■ **SET TASK**: Set down the records word for word, starting at the first line and ending at the line that contains "166 66 L 168". Include both of those lines.

■ **PROVIDED DATA**:
▼

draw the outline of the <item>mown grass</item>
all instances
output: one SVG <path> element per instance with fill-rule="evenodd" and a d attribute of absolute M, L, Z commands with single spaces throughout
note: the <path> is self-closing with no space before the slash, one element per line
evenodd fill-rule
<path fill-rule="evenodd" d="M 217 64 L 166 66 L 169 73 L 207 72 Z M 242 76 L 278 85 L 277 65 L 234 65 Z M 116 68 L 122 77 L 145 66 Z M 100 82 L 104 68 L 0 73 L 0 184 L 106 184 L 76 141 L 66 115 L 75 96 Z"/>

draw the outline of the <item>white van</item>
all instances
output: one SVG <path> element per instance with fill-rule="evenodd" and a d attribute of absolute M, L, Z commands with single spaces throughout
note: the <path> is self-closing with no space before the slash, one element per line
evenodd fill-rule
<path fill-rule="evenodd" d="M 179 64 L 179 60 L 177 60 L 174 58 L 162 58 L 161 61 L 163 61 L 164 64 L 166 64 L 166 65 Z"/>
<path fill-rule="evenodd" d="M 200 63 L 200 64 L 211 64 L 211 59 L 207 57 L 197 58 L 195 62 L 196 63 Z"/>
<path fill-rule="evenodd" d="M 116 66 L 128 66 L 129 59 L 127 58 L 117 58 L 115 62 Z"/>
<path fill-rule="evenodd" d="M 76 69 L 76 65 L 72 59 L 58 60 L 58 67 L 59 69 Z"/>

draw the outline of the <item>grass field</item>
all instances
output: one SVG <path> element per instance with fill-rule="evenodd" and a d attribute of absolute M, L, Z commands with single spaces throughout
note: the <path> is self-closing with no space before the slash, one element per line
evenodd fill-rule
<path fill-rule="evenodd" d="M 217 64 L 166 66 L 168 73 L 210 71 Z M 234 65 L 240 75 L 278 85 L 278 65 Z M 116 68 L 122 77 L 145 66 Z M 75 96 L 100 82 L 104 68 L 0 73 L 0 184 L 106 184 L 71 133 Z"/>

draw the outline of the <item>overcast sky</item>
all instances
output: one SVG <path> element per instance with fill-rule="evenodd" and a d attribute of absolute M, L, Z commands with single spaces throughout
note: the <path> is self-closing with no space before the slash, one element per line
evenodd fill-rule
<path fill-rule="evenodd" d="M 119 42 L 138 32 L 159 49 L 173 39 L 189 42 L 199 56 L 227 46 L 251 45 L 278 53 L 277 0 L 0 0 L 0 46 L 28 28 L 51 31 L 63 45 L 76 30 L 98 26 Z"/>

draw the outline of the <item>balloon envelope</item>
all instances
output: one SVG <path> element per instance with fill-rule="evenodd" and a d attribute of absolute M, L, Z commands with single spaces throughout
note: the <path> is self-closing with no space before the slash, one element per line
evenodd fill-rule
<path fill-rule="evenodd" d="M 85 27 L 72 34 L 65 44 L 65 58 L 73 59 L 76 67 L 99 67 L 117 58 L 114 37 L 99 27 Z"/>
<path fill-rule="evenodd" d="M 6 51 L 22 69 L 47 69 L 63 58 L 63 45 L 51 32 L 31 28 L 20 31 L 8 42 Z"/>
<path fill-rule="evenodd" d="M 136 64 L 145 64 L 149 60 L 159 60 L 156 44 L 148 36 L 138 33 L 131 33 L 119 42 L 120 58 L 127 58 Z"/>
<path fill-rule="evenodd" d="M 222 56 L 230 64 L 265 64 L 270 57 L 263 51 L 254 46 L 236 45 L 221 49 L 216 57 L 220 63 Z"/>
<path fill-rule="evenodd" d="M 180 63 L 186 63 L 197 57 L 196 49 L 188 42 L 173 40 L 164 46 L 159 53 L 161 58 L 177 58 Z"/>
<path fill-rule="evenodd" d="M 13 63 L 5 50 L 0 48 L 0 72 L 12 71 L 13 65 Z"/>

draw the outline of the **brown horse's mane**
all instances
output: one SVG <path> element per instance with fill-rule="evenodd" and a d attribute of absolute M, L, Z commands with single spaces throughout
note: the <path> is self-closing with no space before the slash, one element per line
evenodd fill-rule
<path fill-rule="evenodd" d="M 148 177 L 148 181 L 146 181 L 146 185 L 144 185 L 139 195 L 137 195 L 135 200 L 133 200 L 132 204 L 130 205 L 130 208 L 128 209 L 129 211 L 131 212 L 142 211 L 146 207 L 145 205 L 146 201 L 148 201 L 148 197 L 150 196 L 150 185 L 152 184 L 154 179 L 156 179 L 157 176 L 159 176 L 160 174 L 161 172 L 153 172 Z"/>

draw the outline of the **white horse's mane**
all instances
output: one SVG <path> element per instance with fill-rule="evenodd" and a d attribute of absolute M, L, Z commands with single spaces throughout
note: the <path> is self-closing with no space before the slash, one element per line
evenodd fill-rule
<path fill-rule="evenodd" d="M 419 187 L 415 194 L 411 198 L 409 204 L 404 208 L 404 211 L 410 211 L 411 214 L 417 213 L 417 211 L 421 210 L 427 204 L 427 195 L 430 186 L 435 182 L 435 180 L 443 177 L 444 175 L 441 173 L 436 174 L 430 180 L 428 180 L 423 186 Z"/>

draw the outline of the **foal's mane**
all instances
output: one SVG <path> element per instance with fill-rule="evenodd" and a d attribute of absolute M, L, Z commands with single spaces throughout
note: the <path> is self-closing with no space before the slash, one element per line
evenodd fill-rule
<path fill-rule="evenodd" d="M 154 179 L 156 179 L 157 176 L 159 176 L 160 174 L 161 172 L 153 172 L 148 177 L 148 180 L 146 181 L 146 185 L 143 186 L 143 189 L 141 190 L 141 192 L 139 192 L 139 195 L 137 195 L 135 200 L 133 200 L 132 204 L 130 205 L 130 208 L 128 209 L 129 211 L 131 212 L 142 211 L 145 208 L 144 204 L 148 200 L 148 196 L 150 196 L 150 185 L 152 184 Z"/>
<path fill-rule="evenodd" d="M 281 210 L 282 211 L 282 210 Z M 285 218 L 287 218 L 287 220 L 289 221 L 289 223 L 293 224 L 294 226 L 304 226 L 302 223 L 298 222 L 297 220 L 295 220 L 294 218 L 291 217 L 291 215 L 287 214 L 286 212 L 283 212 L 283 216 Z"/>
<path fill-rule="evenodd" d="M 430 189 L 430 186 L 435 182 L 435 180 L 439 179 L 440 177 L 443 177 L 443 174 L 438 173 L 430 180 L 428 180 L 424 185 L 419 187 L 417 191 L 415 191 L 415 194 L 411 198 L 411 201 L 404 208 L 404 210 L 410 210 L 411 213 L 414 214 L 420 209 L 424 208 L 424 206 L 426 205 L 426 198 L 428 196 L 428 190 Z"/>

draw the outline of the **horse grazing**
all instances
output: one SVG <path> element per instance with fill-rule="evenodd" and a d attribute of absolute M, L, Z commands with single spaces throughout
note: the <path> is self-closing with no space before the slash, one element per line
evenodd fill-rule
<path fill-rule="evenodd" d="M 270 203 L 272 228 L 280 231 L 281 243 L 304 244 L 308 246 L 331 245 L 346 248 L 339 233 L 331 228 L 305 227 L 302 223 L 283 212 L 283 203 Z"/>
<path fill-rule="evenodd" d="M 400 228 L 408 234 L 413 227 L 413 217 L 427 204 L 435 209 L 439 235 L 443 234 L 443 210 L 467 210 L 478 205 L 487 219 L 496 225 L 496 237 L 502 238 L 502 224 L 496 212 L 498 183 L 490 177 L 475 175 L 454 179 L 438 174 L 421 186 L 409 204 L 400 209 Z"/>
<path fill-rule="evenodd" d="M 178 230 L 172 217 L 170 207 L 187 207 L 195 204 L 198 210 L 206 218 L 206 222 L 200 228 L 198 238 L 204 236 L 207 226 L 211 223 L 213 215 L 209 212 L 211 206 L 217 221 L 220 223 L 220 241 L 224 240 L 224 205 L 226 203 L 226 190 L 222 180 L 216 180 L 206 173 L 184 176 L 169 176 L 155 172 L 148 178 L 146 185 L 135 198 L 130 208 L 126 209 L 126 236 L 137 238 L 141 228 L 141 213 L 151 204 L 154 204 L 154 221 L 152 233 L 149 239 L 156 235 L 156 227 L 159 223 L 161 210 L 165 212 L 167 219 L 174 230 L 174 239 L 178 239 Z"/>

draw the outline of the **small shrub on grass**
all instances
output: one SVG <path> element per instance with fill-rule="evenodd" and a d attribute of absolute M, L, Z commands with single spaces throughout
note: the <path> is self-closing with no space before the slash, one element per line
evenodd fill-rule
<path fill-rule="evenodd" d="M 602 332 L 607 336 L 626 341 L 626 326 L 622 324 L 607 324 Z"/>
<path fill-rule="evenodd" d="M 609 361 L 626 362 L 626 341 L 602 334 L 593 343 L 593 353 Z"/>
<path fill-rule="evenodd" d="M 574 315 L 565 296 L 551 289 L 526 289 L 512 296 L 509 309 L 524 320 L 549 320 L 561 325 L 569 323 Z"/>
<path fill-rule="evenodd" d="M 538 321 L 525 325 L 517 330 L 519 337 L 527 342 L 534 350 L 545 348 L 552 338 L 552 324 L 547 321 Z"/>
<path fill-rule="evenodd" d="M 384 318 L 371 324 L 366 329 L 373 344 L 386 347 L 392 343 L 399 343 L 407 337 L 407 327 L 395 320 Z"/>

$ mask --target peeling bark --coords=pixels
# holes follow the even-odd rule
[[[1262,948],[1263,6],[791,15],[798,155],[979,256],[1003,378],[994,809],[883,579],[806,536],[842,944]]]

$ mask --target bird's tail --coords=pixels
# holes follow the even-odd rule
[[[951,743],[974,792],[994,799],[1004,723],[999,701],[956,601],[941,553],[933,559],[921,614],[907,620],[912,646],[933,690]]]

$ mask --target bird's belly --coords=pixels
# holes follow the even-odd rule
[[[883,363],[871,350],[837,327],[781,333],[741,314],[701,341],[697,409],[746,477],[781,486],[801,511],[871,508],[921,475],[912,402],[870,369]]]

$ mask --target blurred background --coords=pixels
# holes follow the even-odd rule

▲

■ **WRITTEN ANSWER**:
draw the outline of the <item>mown grass</item>
all instances
output: one SVG <path> element per instance with fill-rule="evenodd" and a d attribute of absolute M, L, Z commands with single spaces throughout
note: the <path> is self-closing with no space before the slash, one element per line
evenodd fill-rule
<path fill-rule="evenodd" d="M 217 64 L 166 66 L 169 73 L 207 72 Z M 242 76 L 278 85 L 277 65 L 234 65 Z M 116 68 L 122 77 L 145 66 Z M 100 82 L 104 68 L 0 73 L 0 184 L 106 184 L 76 141 L 66 115 L 75 96 Z"/>

draw the outline of the <item>white van</item>
all instances
output: one SVG <path> element per instance with fill-rule="evenodd" and a d attribute of absolute M, L, Z commands with single spaces throughout
note: the <path> is self-closing with no space before the slash, one element per line
evenodd fill-rule
<path fill-rule="evenodd" d="M 179 64 L 179 60 L 177 60 L 174 58 L 162 58 L 161 61 L 163 61 L 164 64 L 166 64 L 166 65 Z"/>
<path fill-rule="evenodd" d="M 200 63 L 200 64 L 211 64 L 211 59 L 207 57 L 197 58 L 195 62 L 196 63 Z"/>
<path fill-rule="evenodd" d="M 116 66 L 128 66 L 129 59 L 127 58 L 117 58 L 115 62 Z"/>
<path fill-rule="evenodd" d="M 76 69 L 76 65 L 72 59 L 58 60 L 58 67 L 59 69 Z"/>

draw the outline of the <item>grass field</item>
all instances
output: one SVG <path> element per instance with fill-rule="evenodd" and a d attribute of absolute M, L, Z commands with single spaces throughout
note: the <path> is self-closing with no space before the slash, one element per line
evenodd fill-rule
<path fill-rule="evenodd" d="M 217 64 L 166 66 L 168 73 L 210 71 Z M 234 65 L 240 75 L 278 85 L 278 65 Z M 116 68 L 122 77 L 145 66 Z M 75 96 L 100 82 L 104 68 L 0 73 L 0 184 L 106 184 L 71 133 Z"/>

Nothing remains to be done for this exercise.